**O que se pede**:
Responda, com base no trecho sobre a concessão do terreno em Coloane:
1. Qual é a área do terreno concedido?
2. Em que data terminou o prazo global de aproveitamento do terreno?
3. Quantos dias de prazo da multa agravada acrescem ao prazo global de aproveitamento?

**Trecho citado**:
▶

24. Nestas circunstâncias, o DJUDEP analisou o processo, através da informação n.º 51/DJUDEP/2011, de 14 de Outubro de 2011, emitindo parecer sobre:
24.1 Face a um terreno concedido, por arrendamento, com a área de 973m2, situado na ilha de Coloane, junto à Estrada do Altinho de Ká-Hó, a favor da “Companhia de Produtos Petrolíferos Vitória, Limitada”, através da comunicação interna n.º 534/8072.03/2011, de 7 de Outubro de 2011, e por despacho, de 4 de Outubro de 2011, do director substituto, o DSODEP solicitou a emissão de parecer jurídico para saber se é possível a declaração da caducidade da concessão em apreço por incumprimento do prazo de aproveitamento de terreno e dos encargos especiais estabelecidos, respectivamente, nas cláusulas quinta e sexta do contrato de concessão regulado pelo Despacho n.º 152/SATOP/96;
24.2 Em resposta à referida solicitação, emite-se o parecer;
24.3 O arrendamento é válido pelo prazo de 25 anos, contados a partir da data da publicação no Boletim Oficial de Macau do Despacho regulador do contrato em causa, ou seja, a partir do dia 6 de Novembro de 1996, prazo esse terminaria no dia 5 de Novembro de 2021;
24.4 Segundo o estipulado nas cláusulas terceira e quinta do contrato de concessão, o terreno em causa é aproveitado com a construção de um posto de abastecimento de combustíveis e uma estação de serviço, de acordo com a Planta de Alinhamento Oficial n.º 93A006 emitida, em 5 de Março de 1994, pela DSSOPT;
24.5 De acordo com o estipulado na cláusula sexta, os encargos especiais da concessionária consistem na elaboração dos projectos e na execução das obras de infra-estruturas (saneamento, iluminação e ligações às vias existentes);
24.6 As informações da concessão em causa foram detalhadamente descritas na informação n.º 238/DSODEP/2011, de 30 de Setembro de 2011, pelo que apenas discutimos sobre a existência ou não dos pressupostos da declaração da caducidade da presente concessão;
24.7 Segundo o estipulado na alínea a) do n.º 1 da cláusula décima terceira do contrato, o contrato caduca findo o prazo da multa agravada previsto na cláusula oitava. À concessionária é aplicada a multa prevista na cláusula oitava se se verificar o incumprimento, pela mesma, do prazo de aproveitamento estipulado na cláusula quinta;
24.8 A DSSOPT detectou a falta de cumprimento, por parte da concessionária, dos prazos de aproveitamento estipulados na cláusula quinta do contrato de concessão, pelo que, em 2 de Março de 1998, através do ofício n.º 136/8072.2/DSODEP/98, solicitou à concessionária que justificasse a não apresentação de qualquer projecto;
24.9 Em 26 de Março de 1998, pelo requerimento registado sob o número T-1325, a concessionária informou à DSSOPT que o atraso na apresentação dos projectos relativos ao aproveitamento do terreno se deveu ao facto de existir diferença entre parte dos critérios adoptados pela empresa fornecedora do produto combustível e os exigidos em Macau, consequentemente, era necessário pre-seleccionar a empresa multinacional fornecedora e cooperar na elaboração dos projectos, com vista a conjugar as normas técnicas e de segurança aplicáveis à empresa fornecedora com as especificações técnicas e regulamentares vigentes em Macau”, bem como requereu a não aplicação da multa por incumprimento dos prazos de aproveitamento prevista no contrato;
24.10 Na sequência do referido requerimento, por ofício n.º 262/8072.2/DSODEP/98, de 29 de Abril de 1998, a DSSOPT respondeu à concessionária que, por despacho do então Secretário-Adjunto para os Transportes e Obras Públicas, foi aceite a justificação do atraso na apresentação dos projectos, porém, em caso de incumprimento do prazo global do aproveitamento estipulado no contrato de concessão, teria lugar a aplicação da multa;
24.11 O prazo global do aproveitamento foi estipulado em 24 meses, contados a partir da data da publicação no Boletim Oficial do despacho que titula o contrato - 6 de Novembro de 1996 - tendo terminado em 5 de Novembro de 1998;
24.12 O prazo global de aproveitamento do terreno, acrescido de 120 dias do prazo da multa agravada, terminou em 6 de Março de 1999.

◀

**Material extraído**:
▶

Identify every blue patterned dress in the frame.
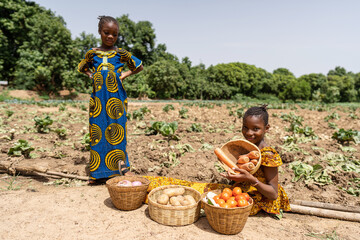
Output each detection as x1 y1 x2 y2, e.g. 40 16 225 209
78 49 142 179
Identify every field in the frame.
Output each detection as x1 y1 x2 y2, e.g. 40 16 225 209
0 92 360 239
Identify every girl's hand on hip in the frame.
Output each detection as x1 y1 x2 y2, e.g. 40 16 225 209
85 71 92 78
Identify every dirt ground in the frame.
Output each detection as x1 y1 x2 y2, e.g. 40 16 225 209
0 92 360 239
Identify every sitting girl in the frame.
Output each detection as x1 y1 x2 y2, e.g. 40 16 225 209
221 105 290 215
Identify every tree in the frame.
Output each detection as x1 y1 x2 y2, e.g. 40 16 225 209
12 12 78 92
116 15 156 65
0 0 40 83
145 60 182 99
279 79 311 101
270 68 296 95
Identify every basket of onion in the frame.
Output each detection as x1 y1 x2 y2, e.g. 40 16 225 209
106 176 150 211
214 139 261 174
201 187 253 234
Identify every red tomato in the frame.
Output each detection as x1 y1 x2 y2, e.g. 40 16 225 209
220 192 231 201
235 194 247 201
242 193 250 201
220 203 231 208
216 198 225 206
222 188 232 197
226 198 237 208
237 199 249 207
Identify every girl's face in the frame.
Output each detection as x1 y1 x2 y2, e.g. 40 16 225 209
242 116 270 146
100 22 119 48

◀

**Resposta final**:
1. 973 m2.
2. Em 5 de Novembro de 1998.
3. 120 dias.